WORK TO DO
All entries below are to be set down again, identical to the source.

DATA SHOWN

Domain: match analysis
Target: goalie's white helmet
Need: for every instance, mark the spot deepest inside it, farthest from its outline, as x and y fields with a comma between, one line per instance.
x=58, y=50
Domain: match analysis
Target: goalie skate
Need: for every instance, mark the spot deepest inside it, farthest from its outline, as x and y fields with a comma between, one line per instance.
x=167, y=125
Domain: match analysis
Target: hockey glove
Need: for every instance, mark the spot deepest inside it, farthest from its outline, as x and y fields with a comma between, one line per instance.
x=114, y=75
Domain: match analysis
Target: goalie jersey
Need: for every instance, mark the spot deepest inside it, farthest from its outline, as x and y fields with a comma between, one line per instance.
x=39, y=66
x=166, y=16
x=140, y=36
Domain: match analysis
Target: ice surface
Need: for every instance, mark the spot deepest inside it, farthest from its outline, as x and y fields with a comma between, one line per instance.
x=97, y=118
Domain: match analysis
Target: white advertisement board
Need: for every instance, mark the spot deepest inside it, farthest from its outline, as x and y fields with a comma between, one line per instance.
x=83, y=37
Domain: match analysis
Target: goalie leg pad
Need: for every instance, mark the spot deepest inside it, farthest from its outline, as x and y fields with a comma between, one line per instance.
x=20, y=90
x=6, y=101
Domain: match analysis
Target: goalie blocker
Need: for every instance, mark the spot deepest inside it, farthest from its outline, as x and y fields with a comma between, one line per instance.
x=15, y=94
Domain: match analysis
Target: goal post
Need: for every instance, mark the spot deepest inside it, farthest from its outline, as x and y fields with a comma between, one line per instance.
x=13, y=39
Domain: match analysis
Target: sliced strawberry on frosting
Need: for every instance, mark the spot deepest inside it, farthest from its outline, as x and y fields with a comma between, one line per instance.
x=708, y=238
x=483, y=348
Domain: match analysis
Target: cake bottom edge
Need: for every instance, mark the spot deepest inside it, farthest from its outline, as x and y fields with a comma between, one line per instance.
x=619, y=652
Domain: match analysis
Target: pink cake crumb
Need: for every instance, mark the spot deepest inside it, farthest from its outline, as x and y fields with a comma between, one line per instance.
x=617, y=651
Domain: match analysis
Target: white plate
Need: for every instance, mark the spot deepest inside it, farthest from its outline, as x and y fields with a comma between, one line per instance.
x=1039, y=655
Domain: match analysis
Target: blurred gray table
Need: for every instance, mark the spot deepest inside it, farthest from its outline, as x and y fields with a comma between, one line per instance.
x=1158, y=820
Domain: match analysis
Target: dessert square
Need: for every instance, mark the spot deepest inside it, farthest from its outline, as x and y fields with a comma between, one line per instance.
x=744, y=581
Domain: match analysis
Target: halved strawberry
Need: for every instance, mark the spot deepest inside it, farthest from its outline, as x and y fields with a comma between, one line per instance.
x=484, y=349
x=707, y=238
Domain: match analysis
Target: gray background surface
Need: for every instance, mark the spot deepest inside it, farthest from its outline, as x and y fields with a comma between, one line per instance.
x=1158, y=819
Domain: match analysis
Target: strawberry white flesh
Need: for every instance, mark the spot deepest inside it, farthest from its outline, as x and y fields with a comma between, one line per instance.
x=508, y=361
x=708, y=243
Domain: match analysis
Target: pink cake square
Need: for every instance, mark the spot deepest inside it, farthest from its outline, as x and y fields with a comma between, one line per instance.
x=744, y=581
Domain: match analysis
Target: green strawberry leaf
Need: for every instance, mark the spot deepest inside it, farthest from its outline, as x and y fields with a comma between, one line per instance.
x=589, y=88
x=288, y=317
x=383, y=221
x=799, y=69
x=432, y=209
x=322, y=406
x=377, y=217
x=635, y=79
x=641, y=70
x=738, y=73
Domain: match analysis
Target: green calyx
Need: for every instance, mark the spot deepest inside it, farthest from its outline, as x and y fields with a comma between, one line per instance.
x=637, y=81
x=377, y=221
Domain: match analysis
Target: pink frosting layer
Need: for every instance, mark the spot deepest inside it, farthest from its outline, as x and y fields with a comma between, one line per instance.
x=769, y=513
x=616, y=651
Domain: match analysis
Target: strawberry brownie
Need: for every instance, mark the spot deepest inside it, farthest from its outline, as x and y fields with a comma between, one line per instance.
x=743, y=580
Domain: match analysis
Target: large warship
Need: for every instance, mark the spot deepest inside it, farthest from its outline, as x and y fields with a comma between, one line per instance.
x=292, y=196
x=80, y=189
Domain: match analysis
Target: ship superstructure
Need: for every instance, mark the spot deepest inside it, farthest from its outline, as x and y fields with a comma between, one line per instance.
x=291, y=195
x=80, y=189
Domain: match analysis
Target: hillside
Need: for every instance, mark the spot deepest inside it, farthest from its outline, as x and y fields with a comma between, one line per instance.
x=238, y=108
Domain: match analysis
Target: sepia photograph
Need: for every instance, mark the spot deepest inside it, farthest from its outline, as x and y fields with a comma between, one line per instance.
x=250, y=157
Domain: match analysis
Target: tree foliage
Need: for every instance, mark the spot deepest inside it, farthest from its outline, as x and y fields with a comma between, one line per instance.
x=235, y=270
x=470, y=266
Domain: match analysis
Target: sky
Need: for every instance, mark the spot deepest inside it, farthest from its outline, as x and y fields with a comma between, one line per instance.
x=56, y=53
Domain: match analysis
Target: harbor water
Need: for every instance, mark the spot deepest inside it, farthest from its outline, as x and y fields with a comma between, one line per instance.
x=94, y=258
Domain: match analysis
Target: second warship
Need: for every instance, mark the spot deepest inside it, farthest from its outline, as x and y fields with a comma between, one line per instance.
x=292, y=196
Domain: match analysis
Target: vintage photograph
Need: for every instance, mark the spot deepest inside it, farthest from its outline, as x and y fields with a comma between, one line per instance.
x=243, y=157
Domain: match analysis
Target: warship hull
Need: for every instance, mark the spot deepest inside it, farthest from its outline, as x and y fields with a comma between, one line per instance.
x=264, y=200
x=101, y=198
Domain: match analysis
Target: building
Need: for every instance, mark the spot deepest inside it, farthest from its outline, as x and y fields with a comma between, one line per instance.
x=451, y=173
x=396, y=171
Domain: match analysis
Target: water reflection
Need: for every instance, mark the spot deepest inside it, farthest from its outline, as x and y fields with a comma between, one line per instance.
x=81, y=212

EXPECTED ANSWER
Domain: match analysis
Target: goalie's white helmet
Need: for every instance, mark the spot deepest inside it, farthest from its outline, as x and y fields with a comma between, one line per instance.
x=58, y=50
Domain: match analysis
Target: goalie skate
Need: for every instance, mark the spot deepest inside it, farthest from its outline, as x and y fields with a comma between, one line per instance.
x=167, y=125
Domain: match analysis
Target: hockey glove
Need: for every instance, mark the spot deepest inside it, farthest from its outline, as x and y fields with a comma between, one line per instance.
x=114, y=75
Domain: match analysis
Target: goalie jersey
Need: for every instance, mark the spot deepest inside it, farthest from its outline, as x and y fields with a comma between, one line per instance.
x=39, y=66
x=166, y=16
x=140, y=36
Domain: match analysis
Target: ice surface
Need: for every instance, mark the spot deepest inside it, farthest from its outline, as x and y fields with a comma between, one line per instance.
x=97, y=118
Domain: match analysis
Target: white advertisement board
Need: for every instance, mark the spot deepest inside it, farthest from its outline, as x and y fields with a comma between, one line per instance.
x=83, y=37
Domain: match analysis
Target: goalie leg pad
Need: for every instance, mark the spot deepest inside it, farthest from its outline, as x and y fields with a comma between, one line per instance.
x=20, y=90
x=6, y=101
Domain: match analysis
Target: goalie blocker
Need: for every instance, mark the spot deepest inside it, farthest from its outline, as x and y fields with a comma between, one line per instance.
x=15, y=94
Domain: match analysis
Target: goal post
Need: for every instance, mark the spot deepest inside it, farthest from its outline, as x and y fields with a comma between, one line per instance.
x=13, y=39
Domain: match analysis
Target: sliced strawberry on frosting
Need: for every instance, mark the spot deepest inside it, farthest from its outline, as x and y fields with a comma between, one line per instance.
x=708, y=238
x=483, y=348
Domain: match analysis
Target: cake bottom edge
Need: for every instance, mark the spot deepest inside it, farthest from its outline, as x and y fields with a comma between, one line per instance.
x=619, y=652
Domain: match analysis
Target: pink cake crumb
Need: for every instance, mark the spot deepest inside it, farthest from its outline, as x and y fields with a comma between, one line per instance.
x=617, y=651
Domain: match analysis
Target: white plate
Need: for every instance, mark the spot deepest inside it, farthest from its outline, as x and y fields with a comma between, one line per instance.
x=1039, y=655
Domain: match analysis
Target: blurred gray table
Need: for every instance, mark the spot deepest inside it, farthest from its outline, as x and y fields with a comma between, one line per instance.
x=1158, y=820
Domain: match analysis
Target: dessert square
Need: for every instance, mark the spot deepest inside it, farthest from its outline, as x and y fields with a comma between, one line per instance.
x=744, y=581
Domain: match analysis
Target: halved strawberry
Need: for every instance, mark the spot deepest inside it, farthest from its outline, as x and y fields with a comma between, one line per instance.
x=484, y=349
x=707, y=238
Domain: match analysis
Target: gray background surface
Need: for every instance, mark the spot deepest inside it, farthest from its outline, as x and y fields with a comma between, one line per instance.
x=1158, y=819
Domain: match analysis
Target: strawberry white flesh
Need: for every instance, mark the spot deepest inside it, farthest from its outline, as x and y fields with a comma between, one line per instance.
x=508, y=361
x=708, y=243
Domain: match analysis
Target: pink cake square
Need: for every instance, mark the spot deepest inside it, farthest from its outline, as x and y fields with a comma between, one line per instance.
x=744, y=581
Domain: match analysis
Target: green strawberry leaf
Need: for every instance, mark the spot deepest inside it, farthest from its outline, as x and y fields with a comma between, one line per instance.
x=589, y=88
x=288, y=317
x=383, y=221
x=799, y=69
x=432, y=209
x=322, y=406
x=377, y=217
x=635, y=79
x=641, y=70
x=738, y=73
Domain: match analysis
Target: green calyx
Need: for every instance, mark the spot deepest inside it, farthest from its outline, as x and y fields with a comma between, one line per instance.
x=637, y=81
x=377, y=221
Domain: match analysis
Target: pink frosting layer
Need: for every instance, mark the spot deepest inside it, farthest from its outline, as x and y fields with a comma between, one line per instance.
x=769, y=513
x=616, y=651
Domain: match analysis
Target: strawberry brownie
Need: for every instance, mark the spot deepest inside it, farthest from its outline, as x and y fields with a comma between, one line per instance.
x=743, y=580
Domain: match analysis
Target: large warship
Need: for every instance, mark the spot deepest inside it, farthest from its outline, as x and y fields with a comma between, one line per instance.
x=292, y=196
x=80, y=189
Domain: match analysis
Target: ship superstructure
Need: for every instance, mark the spot deepest inside it, farthest from its outline, as x and y fields with a comma between, one line per instance.
x=291, y=195
x=80, y=189
Domain: match analysis
Target: hillside
Need: for every instance, mark the spot deepest inside it, farthest from its outline, as x and y fields with a comma between, one line per instance.
x=238, y=108
Domain: match analysis
Target: sepia photograph
Need: for every instance, mark the spot deepest inside it, farthest from its outline, as x and y fields with a comma between, one line per instance.
x=250, y=157
Domain: match analysis
Target: tree foliage
Need: for every instance, mark the spot deepest inside it, farthest from its outline, as x and y fields with a comma between, one line per instance.
x=235, y=270
x=470, y=266
Domain: match analysis
Target: sky
Need: for every instance, mark the spot deepest inside it, farthest from its outline, as x and y fields with a comma between, one line per instance.
x=56, y=53
Domain: match analysis
Target: harbor water
Need: for every instance, mark the spot deepest inside it, farthest from its outline, as x and y fields with a comma between, one line per instance.
x=94, y=258
Domain: match analysis
Target: second warship
Need: for every instance, mark the spot deepest inside it, farthest from its outline, as x and y fields with a comma between, one line per instance.
x=292, y=196
Domain: match analysis
Target: vintage photograph
Need: for every instance, mark the spot deepest inside it, farthest from its outline, as x and y fields with a comma between, one line per instance.
x=243, y=157
Domain: match analysis
Target: warship hull
Need: for every instance, mark the spot deepest inside it, farthest from its outline, as x and y fields with a comma between, one line per instance.
x=264, y=200
x=101, y=198
Domain: match analysis
Target: building
Need: for every instance, mark the spot deepest inside it, farthest from its outline, as x and y fields with a comma between, one line per instance.
x=451, y=173
x=396, y=171
Domain: match analysis
Target: water reflection
Need: for every instance, mark the spot deepest inside it, farthest from its outline, as x and y fields with a comma between, one line per instance.
x=81, y=212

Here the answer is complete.